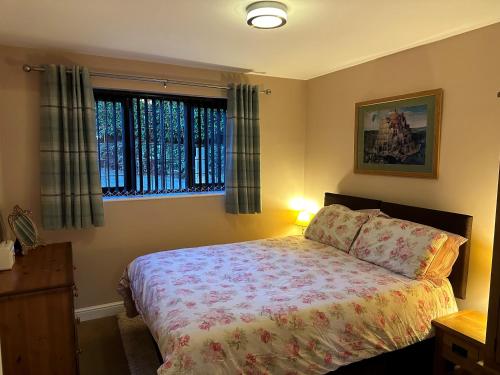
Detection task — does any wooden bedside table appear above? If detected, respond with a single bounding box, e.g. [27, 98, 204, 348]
[432, 310, 486, 375]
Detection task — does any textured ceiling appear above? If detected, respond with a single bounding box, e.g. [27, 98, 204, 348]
[0, 0, 500, 79]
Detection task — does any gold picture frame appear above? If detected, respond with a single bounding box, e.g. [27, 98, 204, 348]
[354, 89, 443, 179]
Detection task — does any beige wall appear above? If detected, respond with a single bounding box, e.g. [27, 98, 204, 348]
[305, 24, 500, 310]
[0, 47, 306, 307]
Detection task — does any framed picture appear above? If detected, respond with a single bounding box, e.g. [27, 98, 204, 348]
[354, 89, 443, 178]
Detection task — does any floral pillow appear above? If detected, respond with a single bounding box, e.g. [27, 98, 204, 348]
[425, 232, 467, 279]
[350, 217, 448, 279]
[304, 204, 370, 252]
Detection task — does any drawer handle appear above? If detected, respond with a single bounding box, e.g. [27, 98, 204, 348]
[451, 344, 469, 358]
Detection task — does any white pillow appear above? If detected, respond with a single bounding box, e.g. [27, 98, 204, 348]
[350, 217, 448, 279]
· · ·
### AIM
Find every line in the material above that contains the string "picture" with the same capitalization, and copy each of those lines out in full.

### CORRECT RESULT
Detection task — does any gold picture frame appear above? If detected, respond with a single bounding box, e.g. [27, 98, 204, 348]
Detection task — does any framed picture appear above? If detected, respond with a single bounding box, e.g. [27, 98, 204, 348]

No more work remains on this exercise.